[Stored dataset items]
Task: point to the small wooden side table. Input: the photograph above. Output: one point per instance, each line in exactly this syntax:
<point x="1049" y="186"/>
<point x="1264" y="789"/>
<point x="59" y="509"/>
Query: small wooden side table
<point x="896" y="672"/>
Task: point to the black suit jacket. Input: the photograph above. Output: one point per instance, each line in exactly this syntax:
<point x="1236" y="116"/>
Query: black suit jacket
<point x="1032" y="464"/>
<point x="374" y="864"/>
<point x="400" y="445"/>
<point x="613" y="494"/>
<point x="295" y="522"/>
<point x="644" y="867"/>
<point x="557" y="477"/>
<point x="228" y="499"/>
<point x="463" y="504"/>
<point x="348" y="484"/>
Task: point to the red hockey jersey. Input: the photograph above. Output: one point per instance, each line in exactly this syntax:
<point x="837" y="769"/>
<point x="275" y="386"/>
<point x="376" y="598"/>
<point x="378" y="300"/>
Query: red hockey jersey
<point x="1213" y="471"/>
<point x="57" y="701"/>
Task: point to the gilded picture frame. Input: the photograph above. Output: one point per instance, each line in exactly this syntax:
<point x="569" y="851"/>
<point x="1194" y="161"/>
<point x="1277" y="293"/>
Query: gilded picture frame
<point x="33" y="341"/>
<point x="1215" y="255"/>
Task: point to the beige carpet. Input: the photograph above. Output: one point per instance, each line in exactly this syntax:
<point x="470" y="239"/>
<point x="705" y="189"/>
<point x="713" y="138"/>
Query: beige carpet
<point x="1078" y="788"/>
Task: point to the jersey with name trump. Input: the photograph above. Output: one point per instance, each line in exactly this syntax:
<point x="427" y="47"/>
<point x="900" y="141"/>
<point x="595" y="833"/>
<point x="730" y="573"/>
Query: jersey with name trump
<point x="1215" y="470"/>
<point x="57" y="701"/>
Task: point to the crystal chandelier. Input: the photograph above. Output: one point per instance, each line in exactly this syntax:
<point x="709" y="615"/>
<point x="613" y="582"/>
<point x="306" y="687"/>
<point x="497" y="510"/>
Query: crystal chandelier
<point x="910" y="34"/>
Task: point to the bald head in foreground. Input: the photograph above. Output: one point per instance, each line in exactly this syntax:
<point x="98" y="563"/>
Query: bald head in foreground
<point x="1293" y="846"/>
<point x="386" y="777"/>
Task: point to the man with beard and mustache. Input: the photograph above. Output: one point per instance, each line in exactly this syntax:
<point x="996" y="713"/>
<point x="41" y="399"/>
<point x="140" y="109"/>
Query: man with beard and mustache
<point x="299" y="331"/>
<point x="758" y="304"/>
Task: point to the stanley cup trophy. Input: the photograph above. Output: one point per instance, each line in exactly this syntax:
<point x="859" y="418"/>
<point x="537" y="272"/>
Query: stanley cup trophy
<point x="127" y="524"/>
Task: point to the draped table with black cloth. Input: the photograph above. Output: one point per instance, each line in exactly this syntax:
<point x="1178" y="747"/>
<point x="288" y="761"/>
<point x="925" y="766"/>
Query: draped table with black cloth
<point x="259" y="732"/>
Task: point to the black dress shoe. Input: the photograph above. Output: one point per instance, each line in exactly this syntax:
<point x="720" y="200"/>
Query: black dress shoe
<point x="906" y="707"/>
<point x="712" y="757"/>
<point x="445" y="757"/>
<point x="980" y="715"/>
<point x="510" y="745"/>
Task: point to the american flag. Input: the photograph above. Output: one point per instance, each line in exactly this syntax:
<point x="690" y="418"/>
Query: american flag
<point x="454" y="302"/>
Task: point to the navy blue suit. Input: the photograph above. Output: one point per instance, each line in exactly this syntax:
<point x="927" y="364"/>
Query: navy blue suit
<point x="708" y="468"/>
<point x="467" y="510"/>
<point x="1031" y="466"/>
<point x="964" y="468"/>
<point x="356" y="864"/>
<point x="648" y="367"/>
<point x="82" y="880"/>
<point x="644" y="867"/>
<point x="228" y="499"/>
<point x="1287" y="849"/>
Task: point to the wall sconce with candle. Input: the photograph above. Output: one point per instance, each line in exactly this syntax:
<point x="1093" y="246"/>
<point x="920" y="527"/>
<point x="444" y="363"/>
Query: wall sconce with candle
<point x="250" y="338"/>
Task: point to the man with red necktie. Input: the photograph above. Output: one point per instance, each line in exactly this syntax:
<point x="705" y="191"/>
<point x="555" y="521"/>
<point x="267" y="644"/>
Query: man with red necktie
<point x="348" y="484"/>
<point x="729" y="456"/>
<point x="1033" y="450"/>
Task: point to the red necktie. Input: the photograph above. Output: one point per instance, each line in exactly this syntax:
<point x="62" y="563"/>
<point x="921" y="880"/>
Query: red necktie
---
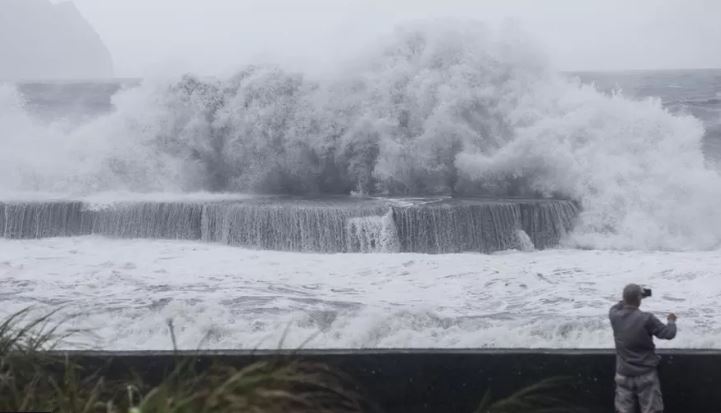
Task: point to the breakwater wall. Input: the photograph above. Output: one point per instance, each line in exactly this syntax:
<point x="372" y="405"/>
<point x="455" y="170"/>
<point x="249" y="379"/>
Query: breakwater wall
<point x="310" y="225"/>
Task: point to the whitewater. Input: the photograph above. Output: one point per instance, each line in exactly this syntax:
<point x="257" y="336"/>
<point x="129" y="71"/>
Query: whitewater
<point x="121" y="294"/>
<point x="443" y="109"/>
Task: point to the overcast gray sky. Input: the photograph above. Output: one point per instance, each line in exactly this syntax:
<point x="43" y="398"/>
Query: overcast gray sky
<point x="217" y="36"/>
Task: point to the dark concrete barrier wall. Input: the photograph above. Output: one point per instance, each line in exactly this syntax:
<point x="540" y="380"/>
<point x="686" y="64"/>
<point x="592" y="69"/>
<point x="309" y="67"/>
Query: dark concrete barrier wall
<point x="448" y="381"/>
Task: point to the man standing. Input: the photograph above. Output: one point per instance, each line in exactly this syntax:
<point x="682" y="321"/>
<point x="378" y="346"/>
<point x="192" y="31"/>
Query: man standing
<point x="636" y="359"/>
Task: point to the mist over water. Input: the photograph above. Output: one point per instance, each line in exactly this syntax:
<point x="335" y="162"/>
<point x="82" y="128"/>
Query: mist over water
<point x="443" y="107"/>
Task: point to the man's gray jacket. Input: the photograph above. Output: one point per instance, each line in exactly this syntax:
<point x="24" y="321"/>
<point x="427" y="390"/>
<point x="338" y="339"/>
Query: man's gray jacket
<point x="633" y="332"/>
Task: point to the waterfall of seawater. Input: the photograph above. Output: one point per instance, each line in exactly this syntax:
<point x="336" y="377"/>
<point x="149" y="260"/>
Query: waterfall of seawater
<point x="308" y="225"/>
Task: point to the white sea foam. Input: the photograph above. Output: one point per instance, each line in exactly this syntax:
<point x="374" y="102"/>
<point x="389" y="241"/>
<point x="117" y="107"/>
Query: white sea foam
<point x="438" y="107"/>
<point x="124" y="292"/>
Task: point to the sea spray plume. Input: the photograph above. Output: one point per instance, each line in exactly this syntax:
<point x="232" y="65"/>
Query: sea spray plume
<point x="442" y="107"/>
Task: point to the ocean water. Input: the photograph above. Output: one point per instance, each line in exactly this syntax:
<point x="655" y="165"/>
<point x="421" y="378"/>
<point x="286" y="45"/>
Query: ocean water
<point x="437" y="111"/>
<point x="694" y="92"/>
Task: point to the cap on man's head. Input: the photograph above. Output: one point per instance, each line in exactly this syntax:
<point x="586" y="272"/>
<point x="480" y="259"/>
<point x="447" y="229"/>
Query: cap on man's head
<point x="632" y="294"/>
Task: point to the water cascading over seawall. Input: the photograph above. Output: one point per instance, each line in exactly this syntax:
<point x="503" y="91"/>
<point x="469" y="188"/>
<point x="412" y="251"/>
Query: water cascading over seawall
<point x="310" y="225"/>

> [PROBLEM DETAILS] Collect every line of the entries above that contains the word "standing".

> [CORRECT OUTPUT]
Task: point to the man standing. Input: the photograph above. Output: one point per instance, each line in exactly this syntax:
Query: man standing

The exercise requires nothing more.